▶ **Work instruction**
Keeping every character in place, output all the data.

START Entries supplied

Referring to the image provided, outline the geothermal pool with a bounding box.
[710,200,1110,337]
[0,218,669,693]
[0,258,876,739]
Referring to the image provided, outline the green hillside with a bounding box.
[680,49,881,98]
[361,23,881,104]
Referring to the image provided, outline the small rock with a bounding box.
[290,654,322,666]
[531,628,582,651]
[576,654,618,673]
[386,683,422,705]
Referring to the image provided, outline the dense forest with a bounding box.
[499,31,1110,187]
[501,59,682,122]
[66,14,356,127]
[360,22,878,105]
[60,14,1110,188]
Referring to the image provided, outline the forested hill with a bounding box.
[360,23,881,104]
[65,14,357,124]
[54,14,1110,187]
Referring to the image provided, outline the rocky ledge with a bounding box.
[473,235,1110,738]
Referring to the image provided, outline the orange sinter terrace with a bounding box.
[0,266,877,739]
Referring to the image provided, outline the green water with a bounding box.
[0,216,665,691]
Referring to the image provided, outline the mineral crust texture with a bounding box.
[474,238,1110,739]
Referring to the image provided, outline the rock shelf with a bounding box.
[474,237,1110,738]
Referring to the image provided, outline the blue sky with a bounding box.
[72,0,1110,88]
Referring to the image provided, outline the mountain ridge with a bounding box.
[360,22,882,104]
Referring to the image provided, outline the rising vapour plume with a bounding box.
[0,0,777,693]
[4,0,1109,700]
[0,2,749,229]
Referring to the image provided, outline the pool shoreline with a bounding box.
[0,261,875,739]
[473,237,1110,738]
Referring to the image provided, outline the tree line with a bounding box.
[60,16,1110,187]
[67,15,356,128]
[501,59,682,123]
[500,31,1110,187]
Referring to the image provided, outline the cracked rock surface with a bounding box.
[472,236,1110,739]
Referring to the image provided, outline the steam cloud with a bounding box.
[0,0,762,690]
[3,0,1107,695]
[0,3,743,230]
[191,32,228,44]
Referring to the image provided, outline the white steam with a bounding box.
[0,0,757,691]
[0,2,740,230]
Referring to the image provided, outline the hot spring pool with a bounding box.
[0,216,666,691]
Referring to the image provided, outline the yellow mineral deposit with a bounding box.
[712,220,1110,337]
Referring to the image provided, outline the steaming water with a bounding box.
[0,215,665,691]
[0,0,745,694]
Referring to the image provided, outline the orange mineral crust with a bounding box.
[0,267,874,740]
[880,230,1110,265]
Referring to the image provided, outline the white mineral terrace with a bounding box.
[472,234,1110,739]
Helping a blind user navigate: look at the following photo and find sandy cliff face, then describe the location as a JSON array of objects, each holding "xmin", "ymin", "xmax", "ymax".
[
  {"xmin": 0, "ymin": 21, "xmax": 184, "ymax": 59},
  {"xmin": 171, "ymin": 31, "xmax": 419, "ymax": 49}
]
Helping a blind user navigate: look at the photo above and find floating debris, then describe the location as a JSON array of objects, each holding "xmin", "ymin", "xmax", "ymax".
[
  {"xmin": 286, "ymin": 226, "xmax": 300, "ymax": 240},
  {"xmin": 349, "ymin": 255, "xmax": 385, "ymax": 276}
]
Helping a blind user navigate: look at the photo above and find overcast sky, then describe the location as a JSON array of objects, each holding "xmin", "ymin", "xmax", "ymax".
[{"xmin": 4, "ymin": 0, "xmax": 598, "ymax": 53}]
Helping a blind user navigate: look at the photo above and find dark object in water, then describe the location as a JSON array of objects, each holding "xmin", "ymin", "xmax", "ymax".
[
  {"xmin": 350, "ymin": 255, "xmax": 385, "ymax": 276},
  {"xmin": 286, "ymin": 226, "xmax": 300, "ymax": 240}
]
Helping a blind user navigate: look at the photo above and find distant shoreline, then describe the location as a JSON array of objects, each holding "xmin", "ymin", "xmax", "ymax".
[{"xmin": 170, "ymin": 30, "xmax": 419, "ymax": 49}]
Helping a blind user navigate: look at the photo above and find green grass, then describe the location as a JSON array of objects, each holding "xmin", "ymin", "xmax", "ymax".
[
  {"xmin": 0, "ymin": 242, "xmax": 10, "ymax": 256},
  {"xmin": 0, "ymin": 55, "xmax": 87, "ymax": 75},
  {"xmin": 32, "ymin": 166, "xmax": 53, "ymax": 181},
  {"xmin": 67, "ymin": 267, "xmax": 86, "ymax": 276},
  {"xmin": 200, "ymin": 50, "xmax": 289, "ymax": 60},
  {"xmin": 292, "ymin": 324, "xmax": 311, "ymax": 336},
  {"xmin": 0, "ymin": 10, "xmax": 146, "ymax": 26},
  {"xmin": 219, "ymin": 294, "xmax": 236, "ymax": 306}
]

END Entries supplied

▶ **Answer space**
Referring to the image provided, outline the geothermal pool with a bounding box.
[710,200,1110,337]
[0,218,669,693]
[0,258,876,739]
Referring to the image provided, outline the green hillside with a bounding box.
[680,49,881,98]
[361,23,881,104]
Referring to the image provided, outline the small rock with a bounding box.
[290,654,322,666]
[531,628,582,651]
[576,654,618,673]
[386,683,422,705]
Referring to the image provided, outline the dense forest with a bounding box.
[499,31,1110,187]
[501,59,682,122]
[66,14,356,127]
[360,22,878,105]
[60,14,1110,188]
Referring to the image provided, outline the forested hill with a bounding box.
[360,23,881,104]
[65,14,357,124]
[54,14,1110,187]
Referring to the image provided, outline the rocky ledge with a bounding box.
[473,235,1110,738]
Referring to the image provided, outline the orange sinter terrace with a bounding box.
[0,266,877,739]
Referring to the image provided, outline the green water with a bounding box.
[0,216,665,691]
Referring to the image provided, outline the mineral crust texture with a bounding box.
[474,238,1110,739]
Referring to the image provided, outline the rock shelf with a bounding box.
[474,237,1110,738]
Referring to the image provided, outline the blue sky with a bounding box.
[72,0,1110,88]
Referring to the image provided, outline the mountain ridge with a bounding box.
[360,22,882,104]
Referring to the image provided, outline the rising vapour plume with a bounding box.
[0,0,777,693]
[4,0,1109,700]
[0,2,749,229]
Referring to the image provided, outline the pool shoreline with a bounding box.
[0,261,875,739]
[473,237,1110,738]
Referring to the image provided, outline the tree line with a bounding box.
[60,16,1110,187]
[67,15,356,128]
[501,59,682,123]
[500,31,1110,187]
Referring to the image provided, outline the cracked rock surface with a bounding box.
[472,236,1110,739]
Referring to the image provided, outline the steam cloud with a bounding box.
[0,0,762,690]
[3,0,1107,695]
[0,3,743,230]
[191,32,228,44]
Referring to the image provided, outline the white steam with a bounding box.
[0,0,757,691]
[0,2,740,230]
Referring to the image provided, outline the hot spring pool with a bounding box.
[0,216,666,691]
Referring to the image provided, outline the yellow mineral deposit with a bounding box.
[712,220,1110,337]
Referring to the image provided, outline the steaming water with a bounding box.
[0,215,665,691]
[0,0,745,694]
Referring to the image provided, outline the orange mineral crust with a bounding box.
[0,267,874,740]
[880,230,1110,265]
Referring to the image provided, outline the white mineral terrace with a bounding box.
[472,234,1110,739]
Helping a blind user navigate: look at the following photo and find sandy cliff face, then describe the location as a JSON array of objects, each holding "xmin", "ymin", "xmax", "ymax".
[
  {"xmin": 0, "ymin": 21, "xmax": 184, "ymax": 59},
  {"xmin": 171, "ymin": 31, "xmax": 419, "ymax": 49}
]
Helping a blind user navigate: look at the photo above and find floating debris, then describe the location as a JSON array of objects, each holding "xmin", "ymin", "xmax", "ymax".
[
  {"xmin": 286, "ymin": 226, "xmax": 300, "ymax": 240},
  {"xmin": 349, "ymin": 255, "xmax": 385, "ymax": 276}
]
Helping a blind user navigate: look at the photo above and find overcast sky, then describe the location as a JSON array of objects, each holding "xmin", "ymin", "xmax", "ymax".
[{"xmin": 4, "ymin": 0, "xmax": 598, "ymax": 53}]
Helping a blind user navigate: look at the photo above and find dark object in water, then describe the location as a JSON array of objects, each holding "xmin", "ymin", "xmax", "ymax".
[
  {"xmin": 350, "ymin": 255, "xmax": 385, "ymax": 276},
  {"xmin": 286, "ymin": 226, "xmax": 300, "ymax": 240}
]
Helping a blind user navigate: look at the photo above and find distant shoreline, then describe the location as a JSON array of objects, each holding "xmin", "ymin", "xmax", "ymax".
[{"xmin": 170, "ymin": 30, "xmax": 419, "ymax": 49}]
Helping a blind user navigate: look at the photo above and find green grass, then describe the location as a JSON array of objects, each holding "xmin", "ymin", "xmax", "ymax".
[
  {"xmin": 0, "ymin": 242, "xmax": 10, "ymax": 256},
  {"xmin": 0, "ymin": 55, "xmax": 87, "ymax": 75},
  {"xmin": 32, "ymin": 166, "xmax": 53, "ymax": 181},
  {"xmin": 67, "ymin": 267, "xmax": 86, "ymax": 276},
  {"xmin": 200, "ymin": 50, "xmax": 289, "ymax": 60},
  {"xmin": 292, "ymin": 324, "xmax": 311, "ymax": 336},
  {"xmin": 0, "ymin": 10, "xmax": 146, "ymax": 26},
  {"xmin": 219, "ymin": 294, "xmax": 236, "ymax": 306}
]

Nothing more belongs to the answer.